THE INPUT

□ □ □ □

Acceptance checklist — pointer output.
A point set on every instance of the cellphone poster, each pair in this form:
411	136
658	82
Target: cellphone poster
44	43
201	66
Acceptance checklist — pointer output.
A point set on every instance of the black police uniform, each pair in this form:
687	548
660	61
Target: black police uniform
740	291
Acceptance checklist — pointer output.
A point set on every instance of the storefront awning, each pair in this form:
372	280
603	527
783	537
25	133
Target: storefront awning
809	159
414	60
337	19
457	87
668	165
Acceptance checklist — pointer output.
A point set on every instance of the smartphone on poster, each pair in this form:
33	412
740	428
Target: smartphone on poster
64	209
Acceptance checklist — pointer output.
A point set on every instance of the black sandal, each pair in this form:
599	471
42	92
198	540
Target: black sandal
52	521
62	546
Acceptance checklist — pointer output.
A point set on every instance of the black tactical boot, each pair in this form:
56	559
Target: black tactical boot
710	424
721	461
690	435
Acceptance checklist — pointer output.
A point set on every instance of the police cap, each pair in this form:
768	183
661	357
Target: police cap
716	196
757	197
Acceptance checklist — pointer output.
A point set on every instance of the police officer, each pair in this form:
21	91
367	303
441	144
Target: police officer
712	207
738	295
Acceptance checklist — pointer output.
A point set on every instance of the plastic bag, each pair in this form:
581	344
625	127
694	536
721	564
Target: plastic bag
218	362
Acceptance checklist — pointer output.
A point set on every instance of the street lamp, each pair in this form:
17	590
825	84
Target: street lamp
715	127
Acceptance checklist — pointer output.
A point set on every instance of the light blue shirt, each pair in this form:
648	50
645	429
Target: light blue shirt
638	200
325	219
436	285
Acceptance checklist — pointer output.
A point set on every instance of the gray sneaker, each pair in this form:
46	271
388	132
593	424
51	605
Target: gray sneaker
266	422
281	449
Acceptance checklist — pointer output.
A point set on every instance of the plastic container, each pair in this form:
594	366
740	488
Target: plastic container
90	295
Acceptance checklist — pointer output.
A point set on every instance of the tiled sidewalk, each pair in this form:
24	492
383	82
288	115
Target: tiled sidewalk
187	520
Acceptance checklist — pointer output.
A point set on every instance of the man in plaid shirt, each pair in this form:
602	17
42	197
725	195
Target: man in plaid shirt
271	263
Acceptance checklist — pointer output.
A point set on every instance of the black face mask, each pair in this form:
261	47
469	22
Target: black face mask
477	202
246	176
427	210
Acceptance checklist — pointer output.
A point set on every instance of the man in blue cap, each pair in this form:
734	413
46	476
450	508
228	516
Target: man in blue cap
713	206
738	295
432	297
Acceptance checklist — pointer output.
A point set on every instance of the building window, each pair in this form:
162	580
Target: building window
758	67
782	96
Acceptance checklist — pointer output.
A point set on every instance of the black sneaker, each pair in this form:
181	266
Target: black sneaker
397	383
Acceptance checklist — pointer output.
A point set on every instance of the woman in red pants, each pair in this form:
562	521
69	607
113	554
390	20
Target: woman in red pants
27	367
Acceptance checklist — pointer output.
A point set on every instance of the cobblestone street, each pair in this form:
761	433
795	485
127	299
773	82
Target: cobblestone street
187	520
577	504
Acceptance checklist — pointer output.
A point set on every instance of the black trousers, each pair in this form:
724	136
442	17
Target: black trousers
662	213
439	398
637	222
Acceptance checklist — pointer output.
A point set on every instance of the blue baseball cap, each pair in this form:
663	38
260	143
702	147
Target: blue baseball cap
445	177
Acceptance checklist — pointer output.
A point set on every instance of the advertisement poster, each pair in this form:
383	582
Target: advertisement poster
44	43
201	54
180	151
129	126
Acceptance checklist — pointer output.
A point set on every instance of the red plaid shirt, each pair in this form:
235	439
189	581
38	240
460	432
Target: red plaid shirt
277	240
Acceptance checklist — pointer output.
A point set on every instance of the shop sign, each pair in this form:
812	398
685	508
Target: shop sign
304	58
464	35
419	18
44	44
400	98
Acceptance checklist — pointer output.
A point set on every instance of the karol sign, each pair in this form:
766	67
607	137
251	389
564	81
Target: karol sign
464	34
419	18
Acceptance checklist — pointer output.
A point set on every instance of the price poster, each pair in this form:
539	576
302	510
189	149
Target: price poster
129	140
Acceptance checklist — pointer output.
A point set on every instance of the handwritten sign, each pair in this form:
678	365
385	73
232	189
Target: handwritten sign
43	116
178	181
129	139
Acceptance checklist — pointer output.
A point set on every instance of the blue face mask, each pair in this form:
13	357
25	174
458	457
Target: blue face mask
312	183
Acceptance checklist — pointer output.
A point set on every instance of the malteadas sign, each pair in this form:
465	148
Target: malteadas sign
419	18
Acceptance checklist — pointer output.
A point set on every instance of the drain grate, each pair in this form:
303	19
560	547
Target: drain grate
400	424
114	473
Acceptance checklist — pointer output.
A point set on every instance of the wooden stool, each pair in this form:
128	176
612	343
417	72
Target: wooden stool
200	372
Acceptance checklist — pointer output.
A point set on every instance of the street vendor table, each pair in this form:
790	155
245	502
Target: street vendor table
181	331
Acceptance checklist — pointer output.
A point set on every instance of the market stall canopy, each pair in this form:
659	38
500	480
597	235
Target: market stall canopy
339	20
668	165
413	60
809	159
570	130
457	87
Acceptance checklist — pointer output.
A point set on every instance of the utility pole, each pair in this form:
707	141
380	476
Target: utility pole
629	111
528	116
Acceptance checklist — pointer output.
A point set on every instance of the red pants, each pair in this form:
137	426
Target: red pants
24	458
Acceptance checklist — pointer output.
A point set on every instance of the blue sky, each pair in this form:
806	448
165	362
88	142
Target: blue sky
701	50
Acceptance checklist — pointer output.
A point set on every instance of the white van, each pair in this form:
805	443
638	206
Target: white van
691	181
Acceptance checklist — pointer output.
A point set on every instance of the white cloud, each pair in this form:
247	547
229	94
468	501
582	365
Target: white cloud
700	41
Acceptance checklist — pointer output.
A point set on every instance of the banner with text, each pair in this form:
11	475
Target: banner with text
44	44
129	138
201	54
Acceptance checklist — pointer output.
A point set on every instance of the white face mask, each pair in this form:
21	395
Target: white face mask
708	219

□ □ □ □

Copy out each record exactly as given, omitting none.

Acceptance checklist — pointer output.
A point set on every instance of the cellphone poster, each pair in this form:
411	136
658	82
Target: cellphone poster
44	43
201	66
Acceptance checklist — pointer output.
A point set on every instance of the black police uniform, each pair in this form:
687	548
660	61
Target: black police uniform
740	291
Acceptance checklist — pointer output.
A point set on every instance of the storefront awning, each pair in this form:
372	280
603	527
783	537
25	133
Target: storefront awning
809	159
414	60
337	19
457	87
668	165
Acceptance checklist — pointer output.
A point set on every instance of the smartphone on poster, each pair in this form:
33	412
740	428
Target: smartphone on poster
64	209
Acceptance checklist — pointer output.
A point set on every instance of the black sandal, each pair in this form:
599	471
42	92
198	540
Target: black sandal
52	521
62	546
Acceptance checklist — pointer output.
A point set on every instance of the black tactical boot, each pair in this form:
56	559
Target: black tactical boot
710	424
721	461
690	435
Acceptance checklist — pointer output.
A point set on every instance of the police cap, each pair in this form:
768	183
661	357
Target: police cap
716	196
757	197
Acceptance checklist — pointer output.
A point set on every instance of the police officer, each pair in this form:
21	91
367	303
441	144
Target: police officer
712	207
738	295
Acceptance checklist — pointer output.
A point set on every instance of the plastic bag, each pair in this form:
581	344
625	127
694	536
721	564
Target: plastic bag
218	362
Acceptance checklist — pointer output.
A point set on every instance of the street lamp, each pair in this form:
17	590
825	84
Target: street lamp
715	127
Acceptance checklist — pointer output.
A point set on every instance of the light blue shirt, each pair in this form:
648	50
645	429
Target: light blue shirt
638	200
325	219
436	285
Acceptance checklist — pointer output.
A point set on every instance of the gray sneaker, each pair in this form:
46	271
388	132
593	424
51	605
Target: gray sneaker
266	422
281	449
Acceptance checklist — pointer output.
A point set on every instance of the plastic container, each pair in this form:
594	366
740	488
Target: plastic container
90	295
Acceptance checklist — pointer output.
A point set on every instance of the tiled sidewalk, each pair in this form:
24	492
383	82
288	115
Target: tiled sidewalk
187	520
Acceptance checklist — pointer output.
A point set on every instance of the man in plaid shirt, each pair in this form:
602	17
42	197
725	195
Target: man in plaid shirt
271	263
Acceptance checklist — pointer output.
A point set on every instance of the black face mask, each pair in this form:
261	47
469	22
Target: black face mask
477	202
246	176
427	210
Acceptance checklist — pointer output.
A point set on every instance of the man in blue cap, each pair in this form:
734	413
46	476
450	508
228	516
Target: man in blue cap
713	206
738	295
432	297
Acceptance checklist — pointer output.
A point set on every instance of the building window, each pair in this form:
162	580
Target: building window
758	67
782	96
Acceptance checklist — pointer output.
A point set on every instance of the black sneaker, each pair in this form:
181	266
Target: black sneaker
397	383
Acceptance checklist — pointer output.
A point set on every instance of the woman in red pants, each pair in this form:
562	521
69	607
113	554
390	20
Target: woman in red pants
27	367
Acceptance checklist — pointer output.
A point set on every instance of the cobblestone street, each pair in this form:
761	433
795	485
127	299
773	82
Target: cobblestone street
187	520
577	504
Acceptance checklist — pointer output.
A point set on every instance of the black trousers, each pair in this form:
724	136
442	17
Target: black trousers
662	213
439	398
637	222
Acceptance checklist — pointer output.
A point set on every instance of the blue baseball cap, each pair in this form:
663	38
260	143
702	147
Target: blue baseball cap
445	177
Acceptance checklist — pointer output.
A point set on every instance of the advertisement poster, each pair in this form:
383	582
Target: advertisement poster
44	43
201	54
180	151
129	126
Acceptance checklist — pointer output.
A point set on every instance of the red plaid shirt, each pair in this form:
235	439
189	581
38	240
460	432
Target: red plaid shirt
277	240
Acceptance checklist — pointer output.
A point set on every instance of the shop sign, each pair in this form:
812	398
685	508
Target: shop sign
304	58
464	35
419	18
44	44
400	98
Acceptance checklist — pointer output.
A point set on every instance of the karol sign, each pair in this form:
766	67
607	137
251	389
564	81
Target: karol sign
464	34
419	18
Acceptance checklist — pointer output.
A point set on every instance of the price poster, each pair in this form:
539	576
302	510
189	149
Target: price poster
129	140
Acceptance checklist — pointer output.
A point set on every instance of the handwritten sign, each pair in this form:
678	365
385	73
232	189
Target: handwritten sign
43	116
178	181
129	139
Acceptance checklist — pointer output.
A point set on every instance of the blue face mask, each pair in this form:
13	357
25	174
458	457
Target: blue face mask
312	183
Acceptance checklist — pointer output.
A point set on every instance of the malteadas sign, each pair in this form:
465	148
Target: malteadas sign
419	18
Acceptance checklist — pointer output.
A point set on every instance of the drain grate, each pair in this form:
303	19
560	547
Target: drain grate
400	424
114	473
Acceptance checklist — pointer output.
A point set on every instance of the wooden stool, each pair in this form:
128	176
612	343
417	72
Target: wooden stool
200	372
Acceptance checklist — pointer output.
A point set on every instance of the street vendor table, each pair in this form:
790	155
245	502
Target: street vendor table
181	331
Acceptance checklist — pointer output.
A point set on every instance of the market stall canopy, each pair in this form:
659	38
500	480
597	235
Target: market stall canopy
339	20
668	165
413	60
809	159
570	130
457	87
Acceptance checklist — pointer output.
A point set on every instance of the utility pole, each pair in this form:
707	141
380	476
Target: utility pole
629	111
528	116
Acceptance checklist — pointer output.
A point set on every instance of the red pants, each pair in this form:
137	426
Target: red pants
24	458
Acceptance checklist — pointer output.
A point set on every instance of the blue sky, each pair in this form:
806	448
165	362
88	142
Target: blue sky
701	50
Acceptance checklist — pointer output.
A point set on every instance of the white van, each pair in this form:
805	443
638	206
Target: white van
691	181
Acceptance checklist — pointer output.
A point set on every instance of the white cloud, each pair in this form:
247	547
229	94
468	501
582	365
Target: white cloud
700	41
Acceptance checklist — pointer output.
A point set on every instance of the banner with text, each pair in this form:
11	475
Target: banner with text
44	44
129	138
201	54
Acceptance checklist — pointer output.
A point set on every instance of the white face mask, each pair in this form:
21	395
Target: white face mask
708	219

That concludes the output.